--- begin Data shown ---

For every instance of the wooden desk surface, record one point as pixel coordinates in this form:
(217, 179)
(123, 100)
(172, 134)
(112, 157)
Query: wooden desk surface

--- end Data shown ---

Render the data above as a JSON list of strings, one string per line, omitting any blank lines.

[
  "For every instance of the wooden desk surface, record one point as pixel coordinates in this form:",
  "(217, 179)",
  "(123, 100)",
  "(172, 134)",
  "(112, 157)",
  "Query: wooden desk surface"
]